[BEGIN]

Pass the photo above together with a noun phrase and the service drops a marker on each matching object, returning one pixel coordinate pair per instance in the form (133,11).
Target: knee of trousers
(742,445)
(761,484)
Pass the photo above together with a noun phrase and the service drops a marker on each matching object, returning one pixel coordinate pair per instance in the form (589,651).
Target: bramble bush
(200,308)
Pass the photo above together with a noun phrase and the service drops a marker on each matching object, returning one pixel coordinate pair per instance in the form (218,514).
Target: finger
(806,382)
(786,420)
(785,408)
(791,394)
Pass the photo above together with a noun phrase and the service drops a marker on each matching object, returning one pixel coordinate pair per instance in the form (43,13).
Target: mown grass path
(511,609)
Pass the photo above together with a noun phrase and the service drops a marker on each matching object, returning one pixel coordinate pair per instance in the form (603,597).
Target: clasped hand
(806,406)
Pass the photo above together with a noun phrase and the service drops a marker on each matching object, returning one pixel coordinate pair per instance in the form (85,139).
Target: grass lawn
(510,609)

[END]
[BEGIN]

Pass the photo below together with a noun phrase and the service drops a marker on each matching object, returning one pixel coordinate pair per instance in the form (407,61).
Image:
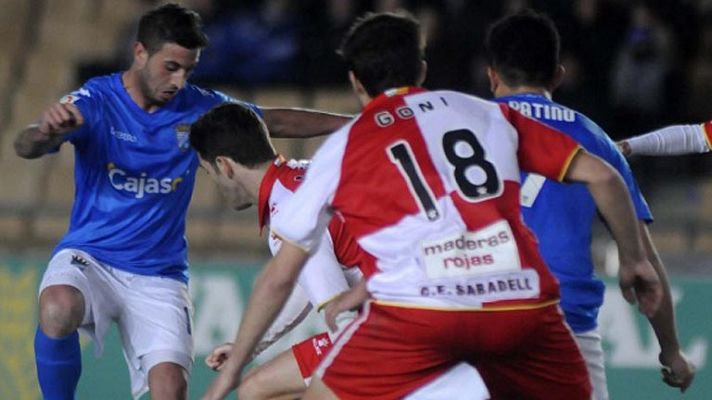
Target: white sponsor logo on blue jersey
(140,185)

[END]

• Task description
Please find every line in the listing above that contains the word "Target" and copy each one. Case counts.

• Written solution
Target: knee of trousers
Target: bramble bush
Target: finger
Target: mown grass path
Target: clasped hand
Target: grass lawn
Target: white sponsor logo on blue jersey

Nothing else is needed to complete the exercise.